阅读材料:
··········
Monday, February 22, 2010

Family家人






今年的新年过得特别的开心与热闹,年初二就回去芙蓉(爸爸的家乡).亲戚很多,真的很开心.也是难得看见爸爸笑得见牙不见眼的同时,自己也觉得乐在其中.
但是,还是少了一样,当我们坐着表哥的车上时,我望向旁边的位置,少了她,妮妮.曾经,我们也有一起像那样回去,坐在同一部车,坐在同一个位置,就刚刚好是去年的时候,整整刚刚好一年,你已经离开我们一年了,望着我隔壁的座位,想起当时的我们,也是一样开开心心得回家乡去.而如今,你却不在了,我隔壁的位置,也空着了,真的很想象去年那样,一起开心得回家乡去.
幸运的是,我还有很多的亲人,当你们叫我啊姨的时候,虽然我开玩笑得说"不要叫我阿姨"!但是,你们知道吗?其实,在我内心深处,我是多么的开心,我真的觉得自己很幸福,很幸运.我真的,衷心得希望,我们能够永远都是这样,开开心心得腻在一起.述说着当年,畅谈着未来.这一切,是多么美好的.能够和自己的家人,亲戚,朋友粘在一起,真的是一件很难得几幸福的事.愿,我们能够那样到永远.Forever and ever.

Wednesday, February 10, 2010

First year....



12th February, is the day of sadness and heart broken for us, my family.
··········
数据展示:
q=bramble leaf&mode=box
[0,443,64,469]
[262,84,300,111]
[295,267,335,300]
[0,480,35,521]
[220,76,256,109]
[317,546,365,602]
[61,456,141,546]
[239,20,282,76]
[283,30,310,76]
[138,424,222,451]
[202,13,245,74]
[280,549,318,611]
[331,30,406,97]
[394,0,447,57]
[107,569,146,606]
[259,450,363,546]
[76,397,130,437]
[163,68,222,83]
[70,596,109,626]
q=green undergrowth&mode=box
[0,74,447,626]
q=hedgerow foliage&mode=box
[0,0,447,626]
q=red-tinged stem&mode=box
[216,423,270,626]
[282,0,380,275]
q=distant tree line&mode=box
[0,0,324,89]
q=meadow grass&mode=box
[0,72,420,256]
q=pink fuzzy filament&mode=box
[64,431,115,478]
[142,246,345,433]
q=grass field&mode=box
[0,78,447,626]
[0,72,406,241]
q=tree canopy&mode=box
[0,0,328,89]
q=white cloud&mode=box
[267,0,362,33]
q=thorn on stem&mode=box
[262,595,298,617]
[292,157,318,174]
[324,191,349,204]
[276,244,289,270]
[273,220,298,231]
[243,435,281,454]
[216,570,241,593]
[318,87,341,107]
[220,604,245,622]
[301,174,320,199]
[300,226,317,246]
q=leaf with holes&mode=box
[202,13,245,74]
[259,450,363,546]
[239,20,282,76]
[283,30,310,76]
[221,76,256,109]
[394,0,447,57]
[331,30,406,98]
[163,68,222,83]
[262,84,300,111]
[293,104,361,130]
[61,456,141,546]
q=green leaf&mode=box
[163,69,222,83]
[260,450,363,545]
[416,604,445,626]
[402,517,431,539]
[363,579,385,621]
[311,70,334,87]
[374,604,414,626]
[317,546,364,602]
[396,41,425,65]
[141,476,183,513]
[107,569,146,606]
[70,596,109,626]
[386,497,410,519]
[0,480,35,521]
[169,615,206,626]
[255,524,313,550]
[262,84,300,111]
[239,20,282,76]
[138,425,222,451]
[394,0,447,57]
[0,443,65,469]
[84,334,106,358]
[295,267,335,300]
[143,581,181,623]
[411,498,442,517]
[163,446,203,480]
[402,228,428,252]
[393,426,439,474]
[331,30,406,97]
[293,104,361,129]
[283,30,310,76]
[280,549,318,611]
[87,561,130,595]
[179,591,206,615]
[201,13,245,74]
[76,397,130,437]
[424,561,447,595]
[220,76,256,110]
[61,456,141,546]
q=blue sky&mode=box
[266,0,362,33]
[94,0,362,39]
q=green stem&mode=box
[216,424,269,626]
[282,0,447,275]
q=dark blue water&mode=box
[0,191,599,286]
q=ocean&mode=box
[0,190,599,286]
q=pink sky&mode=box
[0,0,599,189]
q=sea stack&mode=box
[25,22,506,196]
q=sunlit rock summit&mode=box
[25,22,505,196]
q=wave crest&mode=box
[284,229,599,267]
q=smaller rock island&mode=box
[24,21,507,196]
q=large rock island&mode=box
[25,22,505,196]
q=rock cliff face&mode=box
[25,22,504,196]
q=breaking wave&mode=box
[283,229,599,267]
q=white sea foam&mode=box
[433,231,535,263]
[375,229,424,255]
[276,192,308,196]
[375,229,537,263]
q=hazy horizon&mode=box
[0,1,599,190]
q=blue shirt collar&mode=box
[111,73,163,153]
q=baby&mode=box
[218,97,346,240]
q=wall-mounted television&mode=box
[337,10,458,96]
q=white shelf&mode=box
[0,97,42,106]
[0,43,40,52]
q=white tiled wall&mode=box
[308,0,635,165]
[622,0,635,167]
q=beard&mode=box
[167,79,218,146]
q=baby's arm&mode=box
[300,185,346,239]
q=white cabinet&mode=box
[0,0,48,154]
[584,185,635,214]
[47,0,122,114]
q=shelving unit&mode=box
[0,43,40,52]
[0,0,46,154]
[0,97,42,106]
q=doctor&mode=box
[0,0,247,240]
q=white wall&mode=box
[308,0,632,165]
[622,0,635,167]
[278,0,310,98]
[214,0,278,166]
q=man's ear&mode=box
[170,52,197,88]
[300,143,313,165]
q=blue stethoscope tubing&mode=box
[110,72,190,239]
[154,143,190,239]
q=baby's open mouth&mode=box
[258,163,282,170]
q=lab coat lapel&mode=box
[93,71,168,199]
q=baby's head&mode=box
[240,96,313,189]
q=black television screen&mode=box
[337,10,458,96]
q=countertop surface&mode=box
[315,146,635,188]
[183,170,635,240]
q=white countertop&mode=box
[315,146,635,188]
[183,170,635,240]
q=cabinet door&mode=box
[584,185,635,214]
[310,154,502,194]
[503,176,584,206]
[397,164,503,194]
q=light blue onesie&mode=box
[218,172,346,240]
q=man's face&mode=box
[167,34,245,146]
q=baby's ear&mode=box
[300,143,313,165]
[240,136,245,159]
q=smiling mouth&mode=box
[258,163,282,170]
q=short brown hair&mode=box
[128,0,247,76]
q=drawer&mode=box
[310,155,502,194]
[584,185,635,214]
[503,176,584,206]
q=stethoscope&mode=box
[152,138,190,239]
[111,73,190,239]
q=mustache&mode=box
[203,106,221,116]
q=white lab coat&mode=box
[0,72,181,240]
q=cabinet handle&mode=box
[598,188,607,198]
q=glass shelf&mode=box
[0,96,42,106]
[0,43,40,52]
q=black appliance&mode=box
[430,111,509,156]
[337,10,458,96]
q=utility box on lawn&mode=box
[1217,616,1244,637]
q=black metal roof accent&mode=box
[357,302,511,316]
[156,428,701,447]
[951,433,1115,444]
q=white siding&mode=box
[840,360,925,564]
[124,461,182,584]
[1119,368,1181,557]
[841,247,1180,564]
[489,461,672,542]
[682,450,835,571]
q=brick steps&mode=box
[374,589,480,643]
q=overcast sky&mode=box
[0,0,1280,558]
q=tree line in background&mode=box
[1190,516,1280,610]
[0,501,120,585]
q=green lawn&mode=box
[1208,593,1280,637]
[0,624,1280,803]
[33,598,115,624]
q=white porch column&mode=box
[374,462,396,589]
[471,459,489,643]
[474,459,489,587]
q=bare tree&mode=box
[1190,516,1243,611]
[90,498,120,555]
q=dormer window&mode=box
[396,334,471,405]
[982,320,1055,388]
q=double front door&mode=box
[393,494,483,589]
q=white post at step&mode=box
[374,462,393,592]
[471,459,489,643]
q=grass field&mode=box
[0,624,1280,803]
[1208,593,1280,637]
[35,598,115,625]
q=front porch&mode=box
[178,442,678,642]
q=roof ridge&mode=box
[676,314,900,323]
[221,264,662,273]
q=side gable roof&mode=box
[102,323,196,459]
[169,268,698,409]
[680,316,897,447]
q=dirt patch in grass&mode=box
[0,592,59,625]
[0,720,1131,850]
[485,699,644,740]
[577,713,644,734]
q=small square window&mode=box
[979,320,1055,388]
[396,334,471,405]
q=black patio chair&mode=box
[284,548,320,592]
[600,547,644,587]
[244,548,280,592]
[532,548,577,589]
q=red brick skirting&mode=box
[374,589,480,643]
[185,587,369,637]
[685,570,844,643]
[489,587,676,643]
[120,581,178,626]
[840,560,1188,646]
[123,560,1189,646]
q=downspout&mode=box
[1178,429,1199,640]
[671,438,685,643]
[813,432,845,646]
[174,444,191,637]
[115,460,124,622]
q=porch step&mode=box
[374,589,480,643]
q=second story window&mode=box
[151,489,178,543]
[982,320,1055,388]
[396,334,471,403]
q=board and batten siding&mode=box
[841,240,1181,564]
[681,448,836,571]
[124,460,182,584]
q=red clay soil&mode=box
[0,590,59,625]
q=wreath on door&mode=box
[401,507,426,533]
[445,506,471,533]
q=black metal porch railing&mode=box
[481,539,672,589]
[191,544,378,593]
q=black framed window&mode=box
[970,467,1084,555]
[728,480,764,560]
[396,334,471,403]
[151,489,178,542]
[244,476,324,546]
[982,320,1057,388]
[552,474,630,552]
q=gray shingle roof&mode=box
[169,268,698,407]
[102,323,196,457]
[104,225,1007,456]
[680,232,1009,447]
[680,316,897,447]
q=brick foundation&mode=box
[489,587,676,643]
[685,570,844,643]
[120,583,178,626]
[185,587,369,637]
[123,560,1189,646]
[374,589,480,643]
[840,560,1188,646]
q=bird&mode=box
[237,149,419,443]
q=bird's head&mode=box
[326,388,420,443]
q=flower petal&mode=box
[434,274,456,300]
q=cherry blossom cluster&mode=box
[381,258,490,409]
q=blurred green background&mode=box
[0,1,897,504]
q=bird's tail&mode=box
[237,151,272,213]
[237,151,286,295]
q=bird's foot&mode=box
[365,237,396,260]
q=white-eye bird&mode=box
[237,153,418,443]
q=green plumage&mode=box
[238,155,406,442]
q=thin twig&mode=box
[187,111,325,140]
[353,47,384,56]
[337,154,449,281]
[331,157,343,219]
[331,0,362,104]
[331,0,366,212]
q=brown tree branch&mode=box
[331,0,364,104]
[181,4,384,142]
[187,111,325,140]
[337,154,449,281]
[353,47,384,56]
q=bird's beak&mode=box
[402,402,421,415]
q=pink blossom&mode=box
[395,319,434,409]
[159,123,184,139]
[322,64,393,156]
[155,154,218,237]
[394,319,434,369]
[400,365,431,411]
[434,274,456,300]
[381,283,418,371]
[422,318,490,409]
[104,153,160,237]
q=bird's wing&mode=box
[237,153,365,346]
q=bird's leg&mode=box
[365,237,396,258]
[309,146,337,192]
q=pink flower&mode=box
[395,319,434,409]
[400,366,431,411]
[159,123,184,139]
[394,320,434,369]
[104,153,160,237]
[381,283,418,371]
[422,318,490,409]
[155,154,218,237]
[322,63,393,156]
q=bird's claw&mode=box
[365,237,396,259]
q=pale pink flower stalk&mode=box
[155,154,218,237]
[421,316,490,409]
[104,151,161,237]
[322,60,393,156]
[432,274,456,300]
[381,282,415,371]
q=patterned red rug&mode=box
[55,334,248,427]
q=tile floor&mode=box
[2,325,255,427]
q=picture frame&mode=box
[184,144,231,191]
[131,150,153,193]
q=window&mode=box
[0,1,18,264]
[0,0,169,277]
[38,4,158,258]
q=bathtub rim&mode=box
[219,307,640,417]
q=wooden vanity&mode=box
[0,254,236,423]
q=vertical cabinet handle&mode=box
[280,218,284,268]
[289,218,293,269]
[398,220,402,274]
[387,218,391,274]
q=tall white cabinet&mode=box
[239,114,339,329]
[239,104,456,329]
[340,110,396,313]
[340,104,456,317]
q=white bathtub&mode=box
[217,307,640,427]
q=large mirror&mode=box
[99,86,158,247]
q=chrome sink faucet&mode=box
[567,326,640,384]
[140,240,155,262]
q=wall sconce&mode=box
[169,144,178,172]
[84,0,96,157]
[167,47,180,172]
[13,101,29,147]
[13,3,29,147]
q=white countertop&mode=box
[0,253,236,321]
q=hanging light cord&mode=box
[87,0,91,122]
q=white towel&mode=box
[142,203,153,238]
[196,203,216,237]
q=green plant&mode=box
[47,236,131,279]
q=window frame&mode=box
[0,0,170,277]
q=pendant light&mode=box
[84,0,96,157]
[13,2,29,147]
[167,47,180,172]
··········
题目要求:
(1) 请照录阅读材料中从"今年的新年过得特别的开心与热"到"First year...."的部分,首尾两处都包括在内。
(2) 根据阅读材料,芙蓉是谁的家乡?

参考答案:
(1)
今年的新年过得特别的开心与热闹,年初二就回去芙蓉(爸爸的家乡).亲戚很多,真的很开心.也是难得看见爸爸笑得见牙不见眼的同时,自己也觉得乐在其中.
但是,还是少了一样,当我们坐着表哥的车上时,我望向旁边的位置,少了她,妮妮.曾经,我们也有一起像那样回去,坐在同一部车,坐在同一个位置,就刚刚好是去年的时候,整整刚刚好一年,你已经离开我们一年了,望着我隔壁的座位,想起当时的我们,也是一样开开心心得回家乡去.而如今,你却不在了,我隔壁的位置,也空着了,真的很想象去年那样,一起开心得回家乡去.
幸运的是,我还有很多的亲人,当你们叫我啊姨的时候,虽然我开玩笑得说"不要叫我阿姨"!但是,你们知道吗?其实,在我内心深处,我是多么的开心,我真的觉得自己很幸福,很幸运.我真的,衷心得希望,我们能够永远都是这样,开开心心得腻在一起.述说着当年,畅谈着未来.这一切,是多么美好的.能够和自己的家人,亲戚,朋友粘在一起,真的是一件很难得几幸福的事.愿,我们能够那样到永远.Forever and ever.

Wednesday, February 10, 2010

First year....

(2) 芙蓉是爸爸的家乡。